## BEGIN Given text

# Hacking the Instrument Cluster



## e_canuck (May 8, 2008)

Hi Joe.

This is the only document I have on tach's . It was used by GM and dated 95. Your cluster could be a direct descendant. Hopefully.

http://www.national.com/ds/LM/LM1819.pdf

It does have sine and cosine notes on it. I can't read those diagrams but you can. I hope you find it usefull.

I do not plan on hacking the cluster. Good luck.

Take care,

DP


----------



## TX_Dj (Jul 25, 2008)

Wow that's some interesting info! Thanks for posting that, DP. I'm sure it will come in handy for many folks.


----------



## rfengineers (Jun 2, 2008)

Hey DP, Thanks for the information. "Air-Core Meter Driver" is what I needed to research the product.

The LM1819 is discontinued and I could not find any for sale, BUT this one is available, does everything the LM1819 does plus additional useful functions.

Digi-Key Part #
CS8190ENF16GOS-ND
$4.24 each qty-1

Joe


----------



## madmike (Jul 11, 2008)

What year Cars Make/Model use air core gauges?

Here what I found so far:
CS4122 (Triple Air−Core Gauge Driver with Serial Input Bus)
SA5778 (Serial triple gauge driver)
CS4192 (Single Air-Core Gauge Driver with Serial Input Bus) 
CS8190 (Precision Air−Core Tach/Speedo Driver with Return to Zero, FREQ_Input) (PDIP−16 package!!!)


----------



## rfengineers (Jun 2, 2008)

Now I am trying to track down a stepper motor driver for the odometer. The CS8441 that pairs with the CS8190 seems to be discontinued.


----------



## rfengineers (Jun 2, 2008)

I have successfully breadboarded an air-core meter driver using a CS8190. I can manipulate the readings of all the gauges by adjusting the frequency of a square wave signal from my function generator. Next step is to rig up a hall-effect switch and simulate my Tach signal.

I also breadboarded a stepper motor control using an MC3479. It is running off a pulse stream from the air-core driver. It's moving the odometer along quite nicely.


----------



## e_canuck (May 8, 2008)

DP


----------



## dtbaker (Jan 5, 2008)

## END Given text
## BEGIN Information provided

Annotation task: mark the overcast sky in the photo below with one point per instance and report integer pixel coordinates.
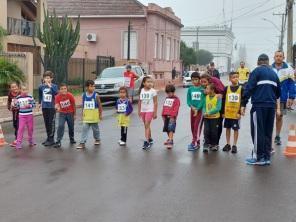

## END Information provided

■ Exercise instructions:
**A.** Quote the instrument cluster thread from "I also breadboarded" up to and including "along quite nicely.".
**B.** In the instrument cluster thread, condense the paragraph beginning "I have successfully breadboarded" into a short bulleted list that keeps its main facts.

■ Solutions per task:
**A.**
I also breadboarded a stepper motor control using an MC3479. It is running off a pulse stream from the air-core driver. It's moving the odometer along quite nicely.

**B.**
- A working air-core meter driver was breadboarded using a CS8190.
- All gauge readings can be changed by adjusting the frequency of a square wave signal from a function generator.
- The next step is to rig up a hall-effect switch and simulate the tach signal.